■ **Exercise details**: Write out the part that opens with the line containing "Could you point to the green" and closes with the line containing "column 446, row 263", swapping "green onion" for "scallion" and keeping everything else the same.

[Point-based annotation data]

↓↓↓

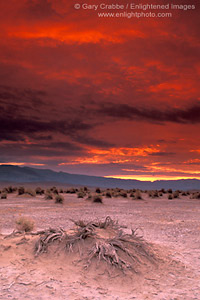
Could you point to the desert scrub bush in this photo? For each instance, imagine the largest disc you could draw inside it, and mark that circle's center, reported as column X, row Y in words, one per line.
column 3, row 195
column 71, row 191
column 25, row 224
column 195, row 195
column 39, row 191
column 183, row 194
column 89, row 197
column 169, row 191
column 176, row 194
column 59, row 199
column 48, row 196
column 98, row 191
column 54, row 190
column 108, row 194
column 81, row 194
column 97, row 199
column 137, row 195
column 21, row 190
column 123, row 194
column 30, row 192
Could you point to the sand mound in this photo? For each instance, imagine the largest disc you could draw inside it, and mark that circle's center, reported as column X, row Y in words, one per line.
column 96, row 257
column 99, row 241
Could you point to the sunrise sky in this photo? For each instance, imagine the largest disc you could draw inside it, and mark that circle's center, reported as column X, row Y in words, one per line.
column 112, row 97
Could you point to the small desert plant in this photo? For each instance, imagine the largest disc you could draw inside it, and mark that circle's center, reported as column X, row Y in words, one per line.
column 195, row 195
column 39, row 191
column 4, row 196
column 81, row 194
column 25, row 224
column 21, row 190
column 71, row 191
column 48, row 196
column 59, row 199
column 123, row 194
column 30, row 192
column 89, row 196
column 169, row 191
column 54, row 190
column 97, row 199
column 98, row 191
column 137, row 195
column 176, row 194
column 108, row 194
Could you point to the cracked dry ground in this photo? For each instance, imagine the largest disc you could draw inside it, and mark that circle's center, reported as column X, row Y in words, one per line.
column 171, row 226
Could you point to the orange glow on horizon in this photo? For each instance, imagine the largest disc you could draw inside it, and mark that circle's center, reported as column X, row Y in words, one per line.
column 151, row 178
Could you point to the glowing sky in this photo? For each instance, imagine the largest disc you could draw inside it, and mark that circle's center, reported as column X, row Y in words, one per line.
column 100, row 96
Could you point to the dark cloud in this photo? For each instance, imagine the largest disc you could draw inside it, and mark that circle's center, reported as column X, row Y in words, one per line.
column 189, row 115
column 39, row 10
column 162, row 154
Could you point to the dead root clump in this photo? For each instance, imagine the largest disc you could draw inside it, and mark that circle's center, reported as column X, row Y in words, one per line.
column 25, row 224
column 100, row 241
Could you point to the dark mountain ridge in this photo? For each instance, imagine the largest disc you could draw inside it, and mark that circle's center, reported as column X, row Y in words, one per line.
column 16, row 174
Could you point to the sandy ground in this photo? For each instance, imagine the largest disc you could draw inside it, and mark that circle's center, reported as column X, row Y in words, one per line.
column 170, row 226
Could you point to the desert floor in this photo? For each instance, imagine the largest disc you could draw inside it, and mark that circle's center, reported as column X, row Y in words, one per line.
column 170, row 226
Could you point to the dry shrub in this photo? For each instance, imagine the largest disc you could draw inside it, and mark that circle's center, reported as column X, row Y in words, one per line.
column 98, row 191
column 108, row 194
column 176, row 194
column 122, row 251
column 4, row 195
column 59, row 199
column 54, row 190
column 195, row 195
column 97, row 199
column 48, row 196
column 123, row 194
column 30, row 192
column 81, row 194
column 89, row 197
column 39, row 191
column 25, row 224
column 71, row 191
column 21, row 190
column 137, row 195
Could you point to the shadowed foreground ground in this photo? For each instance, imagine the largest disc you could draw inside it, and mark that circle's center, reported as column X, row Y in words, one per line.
column 170, row 226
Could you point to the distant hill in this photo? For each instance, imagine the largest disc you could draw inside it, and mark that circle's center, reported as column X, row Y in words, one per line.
column 16, row 174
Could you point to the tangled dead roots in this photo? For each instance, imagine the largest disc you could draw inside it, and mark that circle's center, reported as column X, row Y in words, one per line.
column 100, row 240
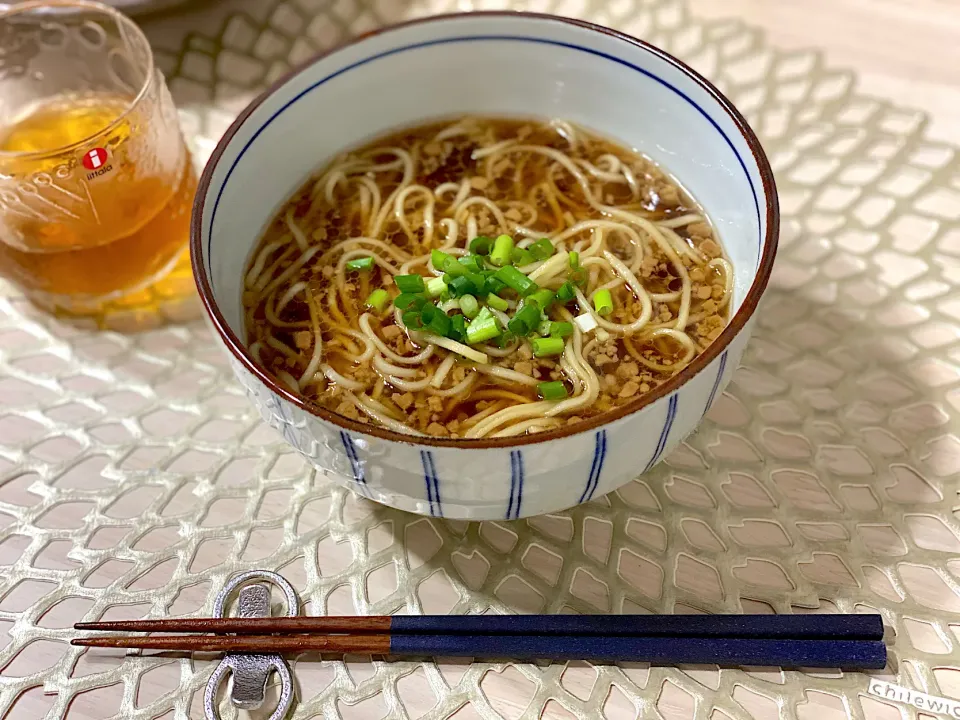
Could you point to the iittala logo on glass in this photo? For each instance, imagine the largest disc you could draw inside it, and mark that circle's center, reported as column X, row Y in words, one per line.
column 96, row 162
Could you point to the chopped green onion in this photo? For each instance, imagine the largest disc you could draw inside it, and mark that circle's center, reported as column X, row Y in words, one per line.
column 497, row 302
column 411, row 319
column 461, row 286
column 542, row 297
column 409, row 283
column 449, row 304
column 526, row 319
column 544, row 347
column 566, row 293
column 521, row 257
column 452, row 267
column 471, row 262
column 550, row 328
column 552, row 390
column 493, row 285
column 378, row 300
column 516, row 280
column 502, row 248
column 603, row 302
column 469, row 306
column 364, row 263
column 458, row 328
column 542, row 249
column 406, row 300
column 481, row 245
column 436, row 287
column 484, row 314
column 435, row 320
column 438, row 257
column 482, row 329
column 459, row 348
column 477, row 280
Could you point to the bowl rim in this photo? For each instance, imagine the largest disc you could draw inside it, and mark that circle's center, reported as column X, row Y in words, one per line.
column 238, row 349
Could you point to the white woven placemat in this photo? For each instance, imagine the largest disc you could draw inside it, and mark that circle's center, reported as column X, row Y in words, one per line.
column 135, row 478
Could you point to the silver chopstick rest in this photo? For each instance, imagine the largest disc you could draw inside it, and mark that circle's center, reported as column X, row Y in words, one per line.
column 250, row 673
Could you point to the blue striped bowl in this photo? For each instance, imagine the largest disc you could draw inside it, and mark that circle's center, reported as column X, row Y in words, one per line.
column 500, row 64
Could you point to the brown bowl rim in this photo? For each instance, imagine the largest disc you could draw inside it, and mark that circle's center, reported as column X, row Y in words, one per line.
column 736, row 324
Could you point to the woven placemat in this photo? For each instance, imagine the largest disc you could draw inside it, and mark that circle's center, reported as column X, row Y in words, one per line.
column 135, row 477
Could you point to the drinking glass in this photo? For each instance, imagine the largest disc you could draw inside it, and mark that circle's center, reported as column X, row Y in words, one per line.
column 96, row 183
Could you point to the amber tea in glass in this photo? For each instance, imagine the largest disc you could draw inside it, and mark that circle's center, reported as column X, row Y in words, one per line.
column 96, row 183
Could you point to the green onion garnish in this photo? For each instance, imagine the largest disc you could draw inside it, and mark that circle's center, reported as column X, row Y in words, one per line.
column 458, row 328
column 566, row 293
column 483, row 328
column 542, row 249
column 411, row 319
column 435, row 320
column 603, row 302
column 446, row 263
column 378, row 300
column 544, row 347
column 542, row 297
column 502, row 248
column 409, row 283
column 364, row 263
column 481, row 245
column 549, row 328
column 469, row 306
column 521, row 257
column 452, row 267
column 473, row 263
column 493, row 285
column 525, row 321
column 516, row 280
column 404, row 301
column 552, row 390
column 461, row 286
column 436, row 287
column 497, row 302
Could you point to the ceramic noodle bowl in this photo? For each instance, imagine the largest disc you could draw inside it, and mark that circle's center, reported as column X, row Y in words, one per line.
column 497, row 64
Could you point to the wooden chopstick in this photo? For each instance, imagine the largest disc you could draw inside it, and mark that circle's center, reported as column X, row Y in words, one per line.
column 786, row 627
column 844, row 654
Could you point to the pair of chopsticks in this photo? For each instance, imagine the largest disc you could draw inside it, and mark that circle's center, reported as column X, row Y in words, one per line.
column 852, row 642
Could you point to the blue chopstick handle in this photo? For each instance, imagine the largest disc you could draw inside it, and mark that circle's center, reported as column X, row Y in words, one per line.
column 844, row 654
column 787, row 627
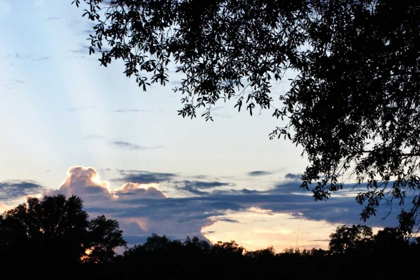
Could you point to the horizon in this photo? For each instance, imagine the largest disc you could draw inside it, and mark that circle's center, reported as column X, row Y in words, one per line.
column 72, row 126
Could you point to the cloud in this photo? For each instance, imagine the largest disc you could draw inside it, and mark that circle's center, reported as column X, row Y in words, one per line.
column 131, row 146
column 142, row 208
column 84, row 182
column 83, row 108
column 10, row 190
column 144, row 177
column 259, row 173
column 132, row 111
column 145, row 191
column 292, row 176
column 196, row 187
column 30, row 57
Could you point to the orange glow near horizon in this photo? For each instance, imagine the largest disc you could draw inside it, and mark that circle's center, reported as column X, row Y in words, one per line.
column 259, row 228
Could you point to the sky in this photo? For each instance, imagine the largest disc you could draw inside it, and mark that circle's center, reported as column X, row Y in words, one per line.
column 71, row 126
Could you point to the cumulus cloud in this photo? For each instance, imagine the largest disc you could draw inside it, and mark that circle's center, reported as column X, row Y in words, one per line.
column 142, row 208
column 10, row 190
column 84, row 182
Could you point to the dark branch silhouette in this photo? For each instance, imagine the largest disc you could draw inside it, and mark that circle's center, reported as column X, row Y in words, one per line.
column 353, row 106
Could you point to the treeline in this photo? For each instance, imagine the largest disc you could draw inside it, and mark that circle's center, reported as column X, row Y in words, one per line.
column 353, row 253
column 53, row 239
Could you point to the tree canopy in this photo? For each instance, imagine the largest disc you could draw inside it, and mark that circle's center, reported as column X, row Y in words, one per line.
column 353, row 105
column 56, row 231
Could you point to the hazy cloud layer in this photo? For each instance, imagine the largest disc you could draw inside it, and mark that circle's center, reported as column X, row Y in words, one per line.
column 144, row 177
column 10, row 190
column 142, row 208
column 259, row 173
column 292, row 176
column 132, row 111
column 131, row 146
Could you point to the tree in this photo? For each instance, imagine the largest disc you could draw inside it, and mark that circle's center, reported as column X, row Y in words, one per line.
column 353, row 106
column 55, row 231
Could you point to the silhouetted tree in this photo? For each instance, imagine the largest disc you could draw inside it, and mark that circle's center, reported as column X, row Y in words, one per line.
column 345, row 238
column 354, row 101
column 56, row 232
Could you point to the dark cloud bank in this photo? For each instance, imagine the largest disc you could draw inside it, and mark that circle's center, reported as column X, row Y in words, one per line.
column 143, row 208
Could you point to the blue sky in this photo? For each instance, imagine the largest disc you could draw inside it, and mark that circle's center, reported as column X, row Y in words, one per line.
column 222, row 180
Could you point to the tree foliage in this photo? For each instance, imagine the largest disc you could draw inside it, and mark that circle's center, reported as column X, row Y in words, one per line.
column 56, row 231
column 353, row 106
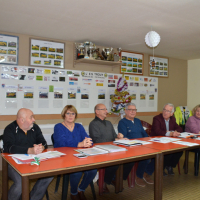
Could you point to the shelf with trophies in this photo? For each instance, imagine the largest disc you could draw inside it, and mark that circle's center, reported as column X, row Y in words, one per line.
column 87, row 52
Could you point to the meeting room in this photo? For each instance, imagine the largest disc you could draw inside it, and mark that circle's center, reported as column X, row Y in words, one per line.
column 99, row 100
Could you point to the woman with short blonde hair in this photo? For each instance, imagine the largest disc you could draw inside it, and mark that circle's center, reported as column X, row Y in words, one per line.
column 193, row 123
column 71, row 134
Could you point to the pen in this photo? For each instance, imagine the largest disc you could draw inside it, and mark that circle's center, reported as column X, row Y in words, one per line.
column 137, row 143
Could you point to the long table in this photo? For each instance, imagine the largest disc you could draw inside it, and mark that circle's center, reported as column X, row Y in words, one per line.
column 70, row 164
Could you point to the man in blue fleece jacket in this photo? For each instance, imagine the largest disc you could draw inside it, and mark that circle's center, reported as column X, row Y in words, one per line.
column 131, row 128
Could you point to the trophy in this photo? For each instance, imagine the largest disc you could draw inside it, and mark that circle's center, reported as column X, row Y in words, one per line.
column 80, row 48
column 104, row 54
column 91, row 48
column 119, row 51
column 86, row 45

↑↑↑

■ **Answer to this exercise**:
Could you point to the scallion garnish in this photo? For each instance, imagine the largest disc you could draw inside it, and mark that circle's center, reported as column X, row Y in words, one per line.
column 458, row 328
column 566, row 293
column 483, row 328
column 542, row 249
column 411, row 319
column 435, row 320
column 603, row 302
column 446, row 263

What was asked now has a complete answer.